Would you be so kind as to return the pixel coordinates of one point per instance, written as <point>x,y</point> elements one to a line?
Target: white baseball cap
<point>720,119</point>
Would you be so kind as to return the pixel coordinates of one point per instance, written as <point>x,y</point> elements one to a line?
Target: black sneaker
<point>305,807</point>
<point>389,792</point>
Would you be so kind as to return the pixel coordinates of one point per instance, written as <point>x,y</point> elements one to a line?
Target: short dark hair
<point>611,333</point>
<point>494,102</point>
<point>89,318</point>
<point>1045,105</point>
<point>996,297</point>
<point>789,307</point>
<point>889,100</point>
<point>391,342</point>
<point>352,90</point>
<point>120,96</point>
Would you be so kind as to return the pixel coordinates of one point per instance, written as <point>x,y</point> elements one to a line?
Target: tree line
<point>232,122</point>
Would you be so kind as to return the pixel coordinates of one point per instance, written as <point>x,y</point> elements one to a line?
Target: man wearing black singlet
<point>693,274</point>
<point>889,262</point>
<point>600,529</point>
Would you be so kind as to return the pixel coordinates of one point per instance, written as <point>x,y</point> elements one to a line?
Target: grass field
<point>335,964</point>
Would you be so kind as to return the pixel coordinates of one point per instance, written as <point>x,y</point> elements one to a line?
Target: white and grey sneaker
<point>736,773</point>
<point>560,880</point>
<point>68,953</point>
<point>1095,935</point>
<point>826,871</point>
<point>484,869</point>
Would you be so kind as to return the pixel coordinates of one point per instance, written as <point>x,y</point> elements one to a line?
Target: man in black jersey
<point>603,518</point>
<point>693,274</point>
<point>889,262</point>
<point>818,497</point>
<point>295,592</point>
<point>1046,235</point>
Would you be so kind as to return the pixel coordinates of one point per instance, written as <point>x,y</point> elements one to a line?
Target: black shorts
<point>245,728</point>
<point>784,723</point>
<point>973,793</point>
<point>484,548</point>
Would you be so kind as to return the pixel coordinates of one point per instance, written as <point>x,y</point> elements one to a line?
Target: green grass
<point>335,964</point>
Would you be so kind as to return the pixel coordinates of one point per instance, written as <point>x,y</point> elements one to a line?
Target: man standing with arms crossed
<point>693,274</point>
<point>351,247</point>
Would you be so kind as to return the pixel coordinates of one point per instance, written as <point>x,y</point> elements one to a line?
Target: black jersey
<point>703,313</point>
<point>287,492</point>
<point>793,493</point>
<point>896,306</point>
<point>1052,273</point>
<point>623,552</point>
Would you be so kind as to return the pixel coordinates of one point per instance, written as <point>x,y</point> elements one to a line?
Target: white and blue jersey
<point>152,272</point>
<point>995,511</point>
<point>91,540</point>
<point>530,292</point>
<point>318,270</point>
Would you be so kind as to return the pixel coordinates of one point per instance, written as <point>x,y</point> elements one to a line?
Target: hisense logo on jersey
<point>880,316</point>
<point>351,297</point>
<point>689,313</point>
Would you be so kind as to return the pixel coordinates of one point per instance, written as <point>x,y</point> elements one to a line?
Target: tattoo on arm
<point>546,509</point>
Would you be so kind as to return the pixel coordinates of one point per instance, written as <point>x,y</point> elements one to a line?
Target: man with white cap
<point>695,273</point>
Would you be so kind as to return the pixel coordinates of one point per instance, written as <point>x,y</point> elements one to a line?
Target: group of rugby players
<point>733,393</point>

• _WHAT YOU WILL DO_
Repeat every line of the listing without a single difference.

• _RESPONSE_
Would you be so kind as to return the pixel coordinates of one point per instance, written as <point>x,y</point> elements one to a line?
Target: white baseball cap
<point>720,119</point>
Would you be so kind as to return the pixel coordinates of one point per instance, written as <point>x,y</point> elements one to a line?
Target: black sneaker
<point>305,807</point>
<point>389,792</point>
Would you be so kind as to return the pixel coordinates of one point per instance, written as <point>x,y</point> elements one to a line?
Target: short dark hair
<point>611,333</point>
<point>494,102</point>
<point>89,318</point>
<point>1045,105</point>
<point>996,297</point>
<point>789,307</point>
<point>889,100</point>
<point>391,342</point>
<point>352,90</point>
<point>120,96</point>
Would you be so kind as to return the pixel coordinates of one point per instance, written as <point>x,y</point> elements one to a line?
Target: tree line
<point>232,122</point>
Would you be so kind as to return the pixel coordinates of one point per instance, written as <point>x,y</point> elements one to a line?
Target: man wearing black singlet
<point>693,274</point>
<point>889,262</point>
<point>600,529</point>
Would you be so kind as to return the pixel coordinates of one point per instance, written as <point>x,y</point> elements one to a line?
Target: grass field
<point>335,964</point>
Would you be so kind as to return the pixel coordinates of one point per instance, written as <point>x,y</point> elements one to a line?
Target: white and grey sneaker
<point>736,773</point>
<point>560,880</point>
<point>68,953</point>
<point>1095,935</point>
<point>826,871</point>
<point>484,869</point>
Would you be so kind as to return the pixel coordinates of one point per instance, written as <point>x,y</point> elements one to a line?
Target: man in black jersey
<point>603,518</point>
<point>693,274</point>
<point>889,262</point>
<point>818,497</point>
<point>295,592</point>
<point>1046,235</point>
Would you be so kind as to return the pixel coordinates of one point per instance, written as <point>x,y</point> elements one to a line?
Target: black shorts
<point>245,728</point>
<point>784,723</point>
<point>973,793</point>
<point>484,548</point>
Would you be so kind as to return the pixel coordinates of one point per instance, written as <point>x,y</point> elements one to a line?
Target: green grass
<point>335,964</point>
Would you be so kind as to return the pixel coordinates of one point per instance, written as <point>x,y</point> elements one to a line?
Target: man standing with arms crossed
<point>693,274</point>
<point>351,247</point>
Would you be so kind as to return the pixel coordinates of one point per instance, written as <point>x,y</point> elements one to a line?
Target: black jersey
<point>703,313</point>
<point>287,492</point>
<point>793,493</point>
<point>896,306</point>
<point>1052,273</point>
<point>623,552</point>
Would you be so kind as to return the pixel coordinates of one point per instance, written as <point>x,y</point> elements one to a line?
Target: white and blue jersey
<point>152,272</point>
<point>995,511</point>
<point>91,540</point>
<point>530,292</point>
<point>318,270</point>
Would you be so kind as to return the pixel coordinates of one point per instance, written as <point>x,y</point> elements one to a line?
Target: hisense logo on jersey
<point>880,316</point>
<point>351,297</point>
<point>689,313</point>
Would you be so kind as to return the pixel coordinates of one point per instance, written as <point>x,y</point> elements one to a line?
Target: tattoo on arm
<point>546,509</point>
Would you be so kind as to return the pixel coordinates of one point per instance, written as <point>x,y</point> elements one to a line?
Target: man with white cap
<point>695,273</point>
Would you be so kind as to return the pixel coordinates of one point per instance, written as <point>x,y</point> elements one to a line?
Target: group of rugby players
<point>733,393</point>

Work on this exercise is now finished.